TRECHO APRESENTADO:
- - - -
The Dark Knight Rises

São pouquíssimos diretores no cinemão que conseguem aliar grandes ideias e conceitos originais ao melhor espetáculo que as centenas de milhões de dólares dos estúdios podem bancar. Christopher Nolan conquistou essa liberdade ao conduzir o Batman em um renascimento que mudou a cara de um gênero com sua trilogia O Cavaleiro das Trevas, que faturou mais de 2 bilhões. Dinheiro em caixa = liberdade criativa, e com A Origem, de 2010, Nolan apresentou uma trama complexa e embalou conceitos abstratos em um pacote de qualidade e entretenimento. O resultado? 825 milhões em caixa. Hoje, o diretor é um autor que trabalha sem pudores dentro do esquemão hollywoodiano.

Foi um caminho lento e calculado para atingir esse patamar, mas desde o começo as ideias que movem o cinema de Christopher Nolan já estavam no lugar: a relação do homem com a tecnologia; o material indecifrável que contrói nossa personalidade; as armadilhas do subconsciente que afetam ações concretas. Seja em um thriller neo noir, em um drama de época sobre magia e obsessão ou nas engrenagens que fazem um homem se vestir de morcego para combater o crime, Nolan imprimiu sua marca. Uma verdade: em nove filmes, ele não cometeu nenhum desastre. Mesmo quando o abismo entre ideia e execução se torna mais largo, seu cinema ainda é admirável. Do pior ao melhor, estes são os filmes de Christopher Nolan.

9- FOLLOWING
(1998)

Nolan Following

O primeiro filme de Nolan, rodado em fins de semana por quatro meses, já traz os temas que seguiram pela carreira do diretor: protagonistas desconfortáveis em sua própria pele e com dificuldades de se relacionar com outras pessoas. Following acompanha um sujeito fascinado por um ladrão, e então passa a seguí-lo. Apesar do apuro conseguido com pouquíssimos recursos, ainda é um "filme de estudante", com atores amadores que não conseguem dar a dimensão que o roteiro exige dos personagens. Um começo empolgante, que dava pistas de um cineasta que ainda precisava amadurecer.

8- BATMAN – O CAVALEIRO DAS TREVAS RESSURGE
(The Dark Knight Rises, 2012)
- - - -
DADOS FORNECIDOS:
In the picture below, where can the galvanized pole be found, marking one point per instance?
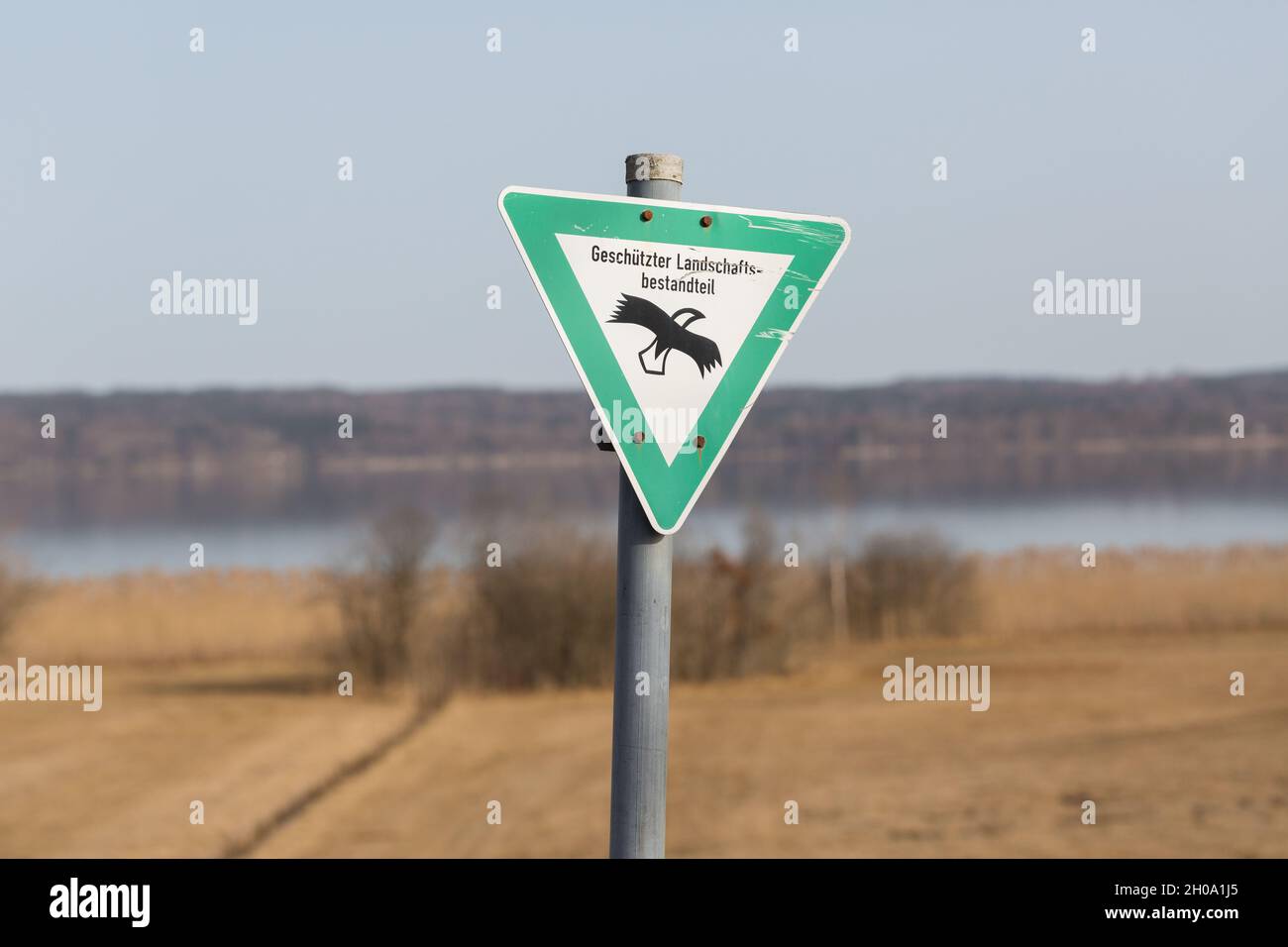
- - - -
TAREFAS PROPOSTAS:
1. Traduza para o inglês esta frase do texto sobre os filmes de Christopher Nolan: "Uma verdade: em nove filmes, ele não cometeu nenhum desastre."
2. Retome o texto sobre os filmes de Christopher Nolan a partir do ponto em que ele para.

RESPOSTAS DAS TAREFAS:
1. One truth: in nine films, he has not made a single disaster.

2.
Nolan Ressurge

A conclusão da trilogia do Homem-Morcego não é um desastre completo, mas é um filme claramente por encomenda, em que não se enxerga um traço de paixão. A produção tem momentos de beleza e de espetáculo, mas peca pela execução confusa, por um terceiro ato sem o menor sentido e pela morte cinematográfica mais patética dos últimos anos (Marion Cotillard, essa é contigo…). A obsessão de Nolan pelo realismo atinge uma parede: é uma fantasia de super-heróis, um filme de guerra urbana, não precisa sempre obedecer regras do "mundo real". Quer mais? Eu falei sobre Ressurge quando ele foi lançado. A vida é dura.

7- INSÔNIA
(Insomnia, 2002)

Nolan Insonia

O primeiro "filme de estúdio" do diretor foi uma encomenda que estimulou seus pontos fortes. Al Pacino é um policial que vai para uma cidade ajudar na investigação de um crime. As coisa pioram quando ele acidentalmente atira e mata seu parceiro, que minutos antes lhe disse que sabia que ele aceitara um suborno. A única testemunha? O seral killer que ela está no lugar para capturar (Robin Williams). Para piorar, o personagem de Pacino não consegue dormir, o que não facilita em uma cidade que, geograficamente, está presa num ciclo de dias eternos. Nolan equilibra os elementos da trama com as inquietações que ele gosta de despertar em seus personagens, mas não há investimento emocional com eles. Pacino e Williams entregam o que deve ter sido a última grande performance de cada ator. Mas eu não sei exatamente o que Hilary Swank estava fazendo com um sorrisinho bobo o filme inteiro…

6- AMNÉSIA
(Memento, 2001)

Nolan Memento

O filme que revelou o talento de Christopher Nolan ao mundo é um thriller noir que parte de uma premissa esperta e original. Seu protagonista (Guy Pearce) é um sujeito que não consegue formar novas memórias; para encontrar o assassino da mulher, tatua as pistas em seu próprio corpo. Para deixar a platéia no mesmo estado de confusão mental, Nolan armou Amnésia como um puzzle gigante, em que a ação ocorre em ordem cronologicamente inversa, revelando aos poucos a dimensão da tragédia e jogando em cada sequência mais luz em cima da "missão" de Pearce – ao mesmo tempo que dilacera qualquer certeza que temos sobre os acontecimentos. O truque funciona, mas fica a dica: nunca assista à versão cronológica apresentada no DVD do filme. Visto dessa forma, Amnésia deixa de ser fora da caixinha para se tornar um thriller banal.

5- INTERESTELAR
(Interstellar, 2014)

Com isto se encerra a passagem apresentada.